-- START OF SUPPLIED MATERIAL --

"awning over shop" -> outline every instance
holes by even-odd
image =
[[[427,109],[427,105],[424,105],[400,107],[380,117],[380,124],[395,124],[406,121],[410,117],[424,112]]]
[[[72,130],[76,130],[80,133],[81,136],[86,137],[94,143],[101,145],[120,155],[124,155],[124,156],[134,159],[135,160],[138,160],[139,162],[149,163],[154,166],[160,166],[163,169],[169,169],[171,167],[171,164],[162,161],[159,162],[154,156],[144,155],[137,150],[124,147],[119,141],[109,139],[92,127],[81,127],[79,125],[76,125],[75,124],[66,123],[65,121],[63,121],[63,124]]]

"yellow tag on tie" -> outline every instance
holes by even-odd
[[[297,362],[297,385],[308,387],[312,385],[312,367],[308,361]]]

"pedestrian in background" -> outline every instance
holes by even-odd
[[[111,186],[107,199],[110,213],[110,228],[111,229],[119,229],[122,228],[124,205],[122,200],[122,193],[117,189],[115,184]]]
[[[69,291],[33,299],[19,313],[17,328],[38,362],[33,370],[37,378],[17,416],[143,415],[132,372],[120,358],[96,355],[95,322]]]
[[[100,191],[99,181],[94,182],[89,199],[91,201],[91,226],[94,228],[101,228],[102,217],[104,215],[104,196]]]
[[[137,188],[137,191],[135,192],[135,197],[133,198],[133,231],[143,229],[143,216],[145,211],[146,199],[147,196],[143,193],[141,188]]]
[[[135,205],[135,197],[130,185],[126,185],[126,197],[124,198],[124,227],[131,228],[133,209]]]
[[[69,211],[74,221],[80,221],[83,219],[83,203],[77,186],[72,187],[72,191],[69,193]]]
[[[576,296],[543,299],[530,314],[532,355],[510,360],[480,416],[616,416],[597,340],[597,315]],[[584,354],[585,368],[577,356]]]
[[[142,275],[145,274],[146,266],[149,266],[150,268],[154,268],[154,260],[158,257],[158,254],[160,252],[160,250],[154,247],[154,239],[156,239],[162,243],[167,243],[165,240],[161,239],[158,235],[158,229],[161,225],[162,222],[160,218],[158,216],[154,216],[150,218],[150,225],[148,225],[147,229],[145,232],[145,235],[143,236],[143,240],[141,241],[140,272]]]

-- END OF SUPPLIED MATERIAL --

(CHALLENGE): Reproduce all the records above, replacing "outline every instance" with "mark each instance" at every occurrence and leaving everything else unchanged.

(OUTPUT FOR THIS EXERCISE):
"awning over shop" -> mark each instance
holes by even-odd
image =
[[[427,109],[427,105],[424,105],[400,107],[380,117],[380,124],[395,124],[406,121],[410,117],[424,112]]]
[[[72,130],[76,130],[80,133],[81,136],[86,137],[94,143],[101,145],[120,155],[124,155],[124,156],[134,159],[135,160],[138,160],[139,162],[149,163],[154,166],[160,166],[163,169],[169,169],[171,167],[171,164],[162,161],[159,162],[154,156],[144,155],[137,150],[124,147],[119,141],[109,139],[92,127],[81,127],[79,125],[76,125],[75,124],[66,123],[65,121],[63,121],[63,124]]]

"yellow tag on tie" -> mark each instance
holes by even-odd
[[[297,362],[297,385],[308,387],[312,385],[312,367],[308,361]]]

"pedestrian in background" -> mark each instance
holes by even-odd
[[[111,186],[107,199],[110,213],[110,228],[111,229],[119,229],[122,228],[124,205],[122,200],[122,193],[117,189],[115,184]]]
[[[69,291],[33,299],[19,313],[17,328],[38,362],[33,370],[37,378],[17,416],[143,415],[132,372],[120,358],[96,355],[95,322]]]
[[[100,191],[99,181],[94,182],[89,199],[91,201],[91,226],[94,228],[101,228],[102,217],[104,215],[104,196]]]
[[[137,188],[137,191],[135,192],[135,197],[133,198],[133,231],[143,229],[143,216],[145,211],[146,199],[147,196],[143,193],[141,188]]]
[[[135,205],[135,197],[130,185],[126,185],[126,197],[124,198],[124,227],[131,228],[133,209]]]
[[[69,211],[74,221],[80,221],[83,219],[83,203],[77,186],[72,187],[72,191],[69,193]]]
[[[576,296],[543,299],[530,314],[532,355],[510,360],[480,416],[616,416],[597,340],[597,315]],[[584,354],[585,368],[577,356]]]
[[[142,275],[145,274],[146,266],[149,266],[150,268],[154,268],[154,260],[158,257],[158,254],[160,252],[160,250],[154,247],[154,239],[156,239],[162,243],[167,243],[165,240],[161,239],[158,235],[158,229],[161,225],[162,222],[160,218],[158,216],[154,216],[150,218],[150,225],[148,225],[147,229],[145,232],[145,235],[143,236],[143,240],[141,241],[140,272]]]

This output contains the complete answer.